● **OBJECTIVE**: Please tally how many lines in the items below contain the string "slope", treating case as significant. Reply with that number only.

● **WORKING DATA**:
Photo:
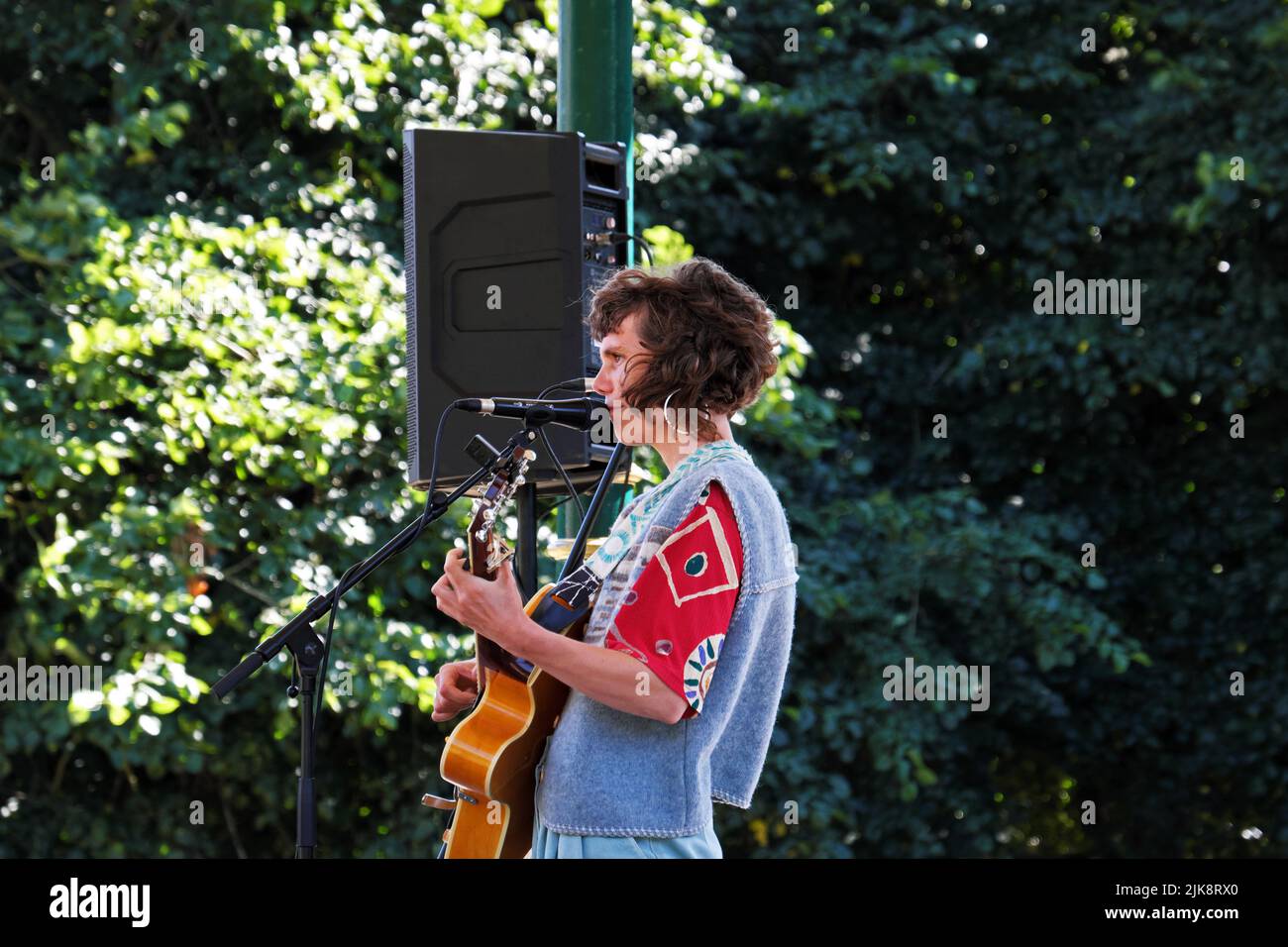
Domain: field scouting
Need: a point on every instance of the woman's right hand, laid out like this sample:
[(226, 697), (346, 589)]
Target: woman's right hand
[(458, 689)]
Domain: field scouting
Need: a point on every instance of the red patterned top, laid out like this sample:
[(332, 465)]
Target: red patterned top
[(675, 616)]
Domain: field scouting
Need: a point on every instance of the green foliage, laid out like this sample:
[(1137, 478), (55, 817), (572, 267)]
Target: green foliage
[(201, 402)]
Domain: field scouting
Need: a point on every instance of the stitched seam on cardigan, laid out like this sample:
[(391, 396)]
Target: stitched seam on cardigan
[(730, 799), (773, 583), (621, 832)]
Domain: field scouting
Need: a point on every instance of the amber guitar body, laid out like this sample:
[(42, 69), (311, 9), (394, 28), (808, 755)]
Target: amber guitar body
[(492, 757), (492, 754)]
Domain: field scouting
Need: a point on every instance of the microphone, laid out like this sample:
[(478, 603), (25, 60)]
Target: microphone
[(578, 414)]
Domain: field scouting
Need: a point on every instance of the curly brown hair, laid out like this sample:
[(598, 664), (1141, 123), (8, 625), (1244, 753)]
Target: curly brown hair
[(708, 337)]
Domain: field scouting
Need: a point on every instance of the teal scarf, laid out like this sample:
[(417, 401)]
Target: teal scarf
[(639, 512)]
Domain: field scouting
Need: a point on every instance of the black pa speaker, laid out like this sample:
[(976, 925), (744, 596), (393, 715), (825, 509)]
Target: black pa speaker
[(500, 264)]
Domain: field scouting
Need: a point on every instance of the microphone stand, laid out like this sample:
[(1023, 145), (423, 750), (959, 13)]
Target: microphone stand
[(307, 647)]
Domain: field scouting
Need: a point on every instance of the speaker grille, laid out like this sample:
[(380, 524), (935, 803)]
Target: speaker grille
[(410, 274)]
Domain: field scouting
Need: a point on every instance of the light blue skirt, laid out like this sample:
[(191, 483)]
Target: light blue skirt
[(548, 844)]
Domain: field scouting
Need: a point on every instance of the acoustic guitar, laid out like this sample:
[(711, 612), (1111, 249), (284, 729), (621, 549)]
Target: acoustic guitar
[(492, 755)]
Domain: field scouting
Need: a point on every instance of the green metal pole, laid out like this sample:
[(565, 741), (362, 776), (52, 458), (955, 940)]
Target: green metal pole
[(595, 97), (595, 94)]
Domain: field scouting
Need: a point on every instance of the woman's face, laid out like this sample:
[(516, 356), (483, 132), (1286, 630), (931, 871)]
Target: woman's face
[(614, 351)]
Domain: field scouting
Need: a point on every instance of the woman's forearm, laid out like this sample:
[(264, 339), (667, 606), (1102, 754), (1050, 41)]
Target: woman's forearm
[(609, 677)]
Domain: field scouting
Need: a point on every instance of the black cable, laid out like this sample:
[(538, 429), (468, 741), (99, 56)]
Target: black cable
[(342, 586), (571, 384)]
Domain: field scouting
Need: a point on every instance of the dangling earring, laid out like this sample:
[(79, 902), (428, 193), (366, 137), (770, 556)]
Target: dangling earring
[(666, 410)]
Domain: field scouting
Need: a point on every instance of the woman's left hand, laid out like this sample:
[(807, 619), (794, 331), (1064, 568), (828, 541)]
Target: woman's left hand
[(492, 608)]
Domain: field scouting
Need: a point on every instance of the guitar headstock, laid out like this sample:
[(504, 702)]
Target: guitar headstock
[(485, 549)]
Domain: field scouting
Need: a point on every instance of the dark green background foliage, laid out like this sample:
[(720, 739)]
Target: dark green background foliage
[(267, 428)]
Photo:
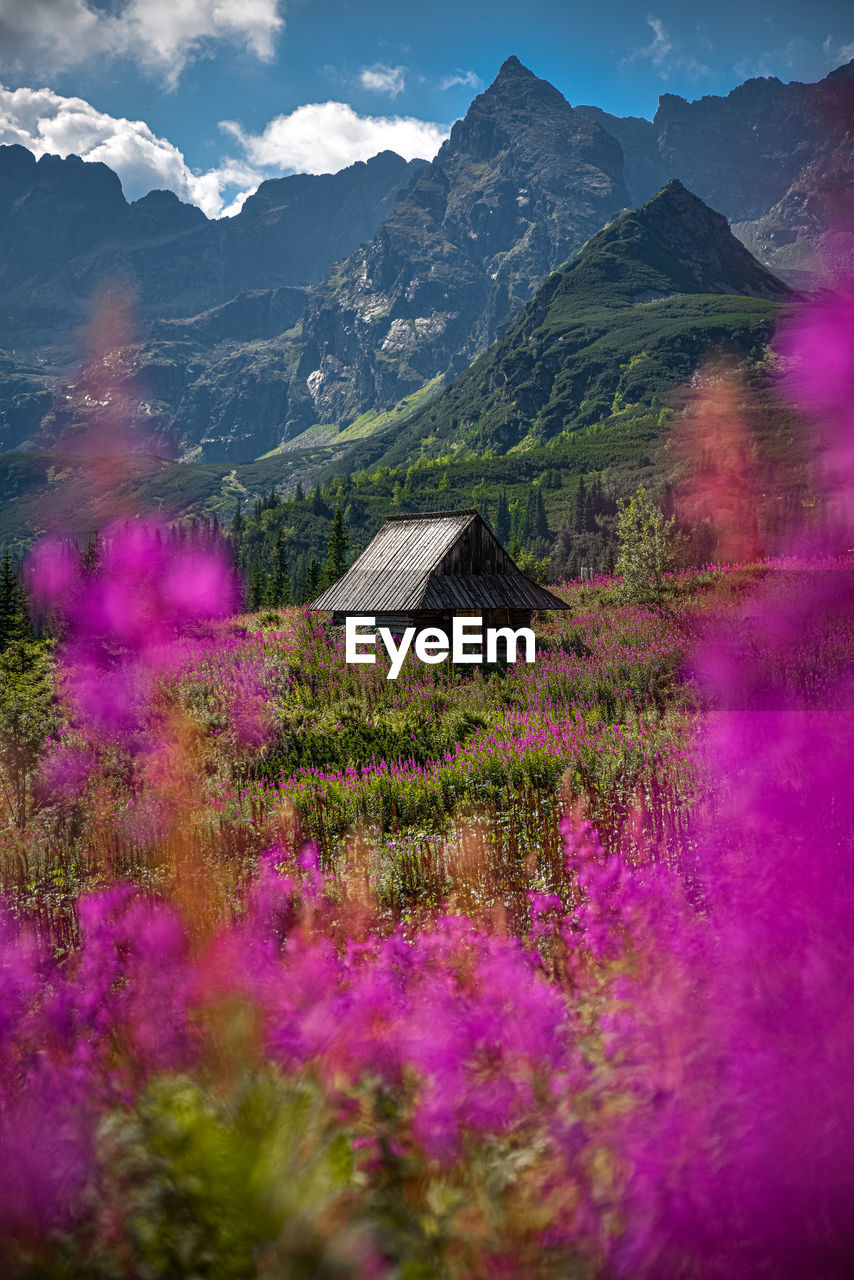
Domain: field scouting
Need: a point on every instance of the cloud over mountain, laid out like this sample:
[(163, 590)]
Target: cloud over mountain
[(323, 137)]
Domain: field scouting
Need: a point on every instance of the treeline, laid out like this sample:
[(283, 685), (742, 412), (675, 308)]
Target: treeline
[(292, 548)]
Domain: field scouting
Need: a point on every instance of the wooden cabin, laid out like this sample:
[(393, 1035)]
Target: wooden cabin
[(423, 570)]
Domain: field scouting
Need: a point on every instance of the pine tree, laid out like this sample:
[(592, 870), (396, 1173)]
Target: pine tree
[(257, 586), (580, 507), (311, 581), (14, 624), (502, 517), (237, 525), (279, 585), (534, 525), (336, 548)]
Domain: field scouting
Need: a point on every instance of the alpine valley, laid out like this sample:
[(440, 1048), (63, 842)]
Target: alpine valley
[(525, 312)]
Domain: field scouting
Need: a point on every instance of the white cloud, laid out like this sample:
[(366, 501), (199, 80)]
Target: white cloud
[(320, 137), (469, 80), (48, 123), (666, 54), (383, 80), (160, 35), (837, 51), (323, 137)]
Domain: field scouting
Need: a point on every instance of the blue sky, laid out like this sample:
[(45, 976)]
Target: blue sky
[(211, 96)]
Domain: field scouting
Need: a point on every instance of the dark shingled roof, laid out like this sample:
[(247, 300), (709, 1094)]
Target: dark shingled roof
[(441, 561)]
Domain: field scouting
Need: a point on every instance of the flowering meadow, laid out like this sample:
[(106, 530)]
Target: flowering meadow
[(524, 972)]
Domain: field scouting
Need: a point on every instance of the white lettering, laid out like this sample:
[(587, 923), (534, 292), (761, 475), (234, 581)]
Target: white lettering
[(461, 638), (397, 653), (511, 640), (352, 640), (432, 645)]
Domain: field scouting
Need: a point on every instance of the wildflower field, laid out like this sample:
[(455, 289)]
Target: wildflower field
[(538, 970)]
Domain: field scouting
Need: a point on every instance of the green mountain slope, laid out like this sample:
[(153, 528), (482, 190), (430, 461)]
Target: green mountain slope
[(607, 341)]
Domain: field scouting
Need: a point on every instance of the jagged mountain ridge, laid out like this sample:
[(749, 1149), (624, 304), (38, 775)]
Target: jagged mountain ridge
[(613, 334), (775, 158), (228, 368), (520, 184), (67, 229)]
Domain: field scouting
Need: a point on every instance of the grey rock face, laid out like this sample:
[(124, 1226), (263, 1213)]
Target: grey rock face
[(519, 186)]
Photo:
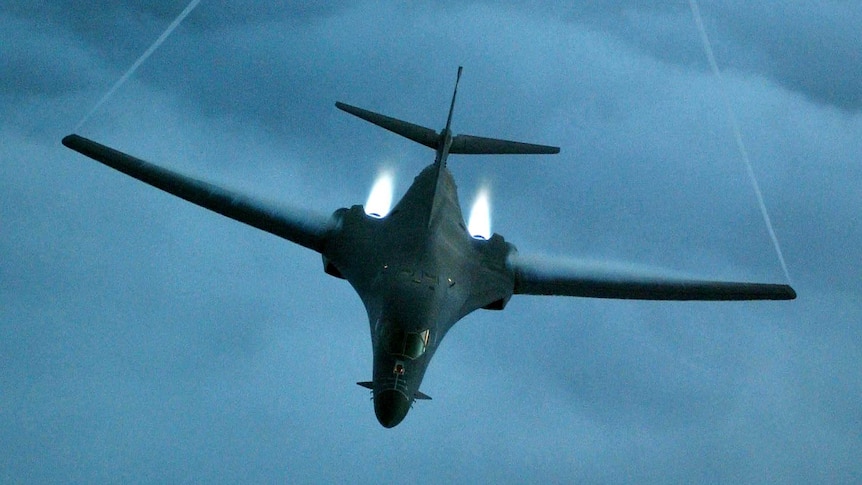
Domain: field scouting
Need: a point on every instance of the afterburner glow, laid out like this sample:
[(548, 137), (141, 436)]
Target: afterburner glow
[(480, 216), (380, 198)]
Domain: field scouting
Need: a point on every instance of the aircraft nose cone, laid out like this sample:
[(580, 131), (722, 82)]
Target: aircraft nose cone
[(391, 406)]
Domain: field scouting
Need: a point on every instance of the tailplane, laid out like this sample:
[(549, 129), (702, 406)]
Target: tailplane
[(460, 144)]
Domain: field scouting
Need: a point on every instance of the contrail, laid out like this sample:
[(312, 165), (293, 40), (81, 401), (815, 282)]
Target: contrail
[(191, 6), (707, 46)]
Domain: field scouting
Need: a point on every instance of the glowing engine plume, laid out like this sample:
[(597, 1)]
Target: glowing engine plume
[(480, 216), (380, 198)]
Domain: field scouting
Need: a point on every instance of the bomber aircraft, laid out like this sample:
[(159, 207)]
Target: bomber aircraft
[(417, 269)]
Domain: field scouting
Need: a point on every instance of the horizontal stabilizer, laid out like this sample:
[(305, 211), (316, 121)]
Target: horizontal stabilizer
[(416, 395), (419, 134), (477, 145)]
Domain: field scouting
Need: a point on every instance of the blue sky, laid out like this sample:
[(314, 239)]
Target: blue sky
[(144, 339)]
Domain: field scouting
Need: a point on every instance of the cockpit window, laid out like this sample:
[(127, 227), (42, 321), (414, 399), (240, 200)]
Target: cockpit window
[(408, 344)]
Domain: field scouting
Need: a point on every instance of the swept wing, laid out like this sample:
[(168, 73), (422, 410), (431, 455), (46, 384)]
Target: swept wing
[(548, 276), (304, 228)]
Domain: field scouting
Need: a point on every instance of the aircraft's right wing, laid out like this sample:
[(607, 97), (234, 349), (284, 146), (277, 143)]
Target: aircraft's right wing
[(544, 276), (305, 229)]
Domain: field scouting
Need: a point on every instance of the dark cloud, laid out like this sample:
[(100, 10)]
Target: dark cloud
[(145, 339)]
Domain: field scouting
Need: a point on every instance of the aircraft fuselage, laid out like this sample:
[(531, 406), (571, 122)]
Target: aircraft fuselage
[(418, 271)]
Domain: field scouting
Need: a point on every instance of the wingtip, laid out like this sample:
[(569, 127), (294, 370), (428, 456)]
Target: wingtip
[(69, 139)]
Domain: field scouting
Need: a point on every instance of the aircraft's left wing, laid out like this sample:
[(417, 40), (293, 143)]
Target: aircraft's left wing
[(544, 276), (303, 228)]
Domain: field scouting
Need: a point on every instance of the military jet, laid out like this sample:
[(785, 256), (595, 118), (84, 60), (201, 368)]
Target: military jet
[(417, 269)]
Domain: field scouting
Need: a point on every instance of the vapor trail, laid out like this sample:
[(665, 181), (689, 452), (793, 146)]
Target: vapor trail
[(191, 6), (707, 46)]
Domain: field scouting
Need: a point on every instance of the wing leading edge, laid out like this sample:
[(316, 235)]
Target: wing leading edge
[(534, 276), (303, 228)]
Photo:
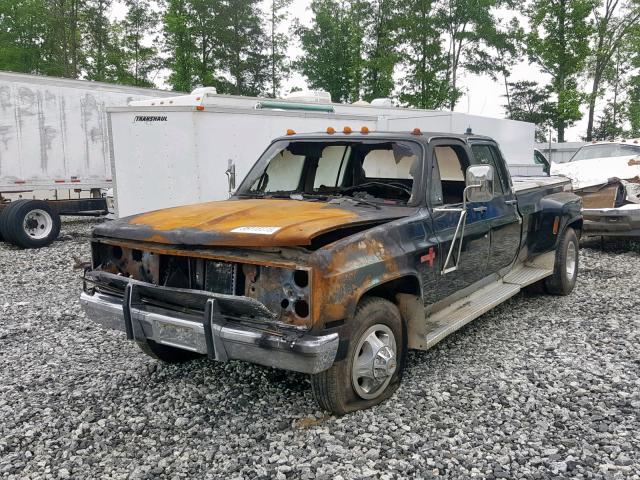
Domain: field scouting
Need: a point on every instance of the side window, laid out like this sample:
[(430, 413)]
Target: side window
[(450, 164), (484, 155), (331, 166)]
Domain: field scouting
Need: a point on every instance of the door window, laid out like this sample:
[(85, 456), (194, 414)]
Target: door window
[(448, 175), (487, 155)]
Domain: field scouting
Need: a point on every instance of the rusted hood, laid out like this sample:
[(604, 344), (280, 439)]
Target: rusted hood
[(247, 223)]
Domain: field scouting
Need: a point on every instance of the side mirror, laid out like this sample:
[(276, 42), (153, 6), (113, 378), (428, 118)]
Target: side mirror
[(231, 176), (479, 182)]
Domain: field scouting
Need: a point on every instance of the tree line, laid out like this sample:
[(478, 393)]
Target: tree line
[(415, 51)]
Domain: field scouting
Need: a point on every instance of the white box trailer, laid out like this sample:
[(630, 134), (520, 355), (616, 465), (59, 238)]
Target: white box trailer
[(54, 139), (170, 152)]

● **CORRECT ANSWER**: 2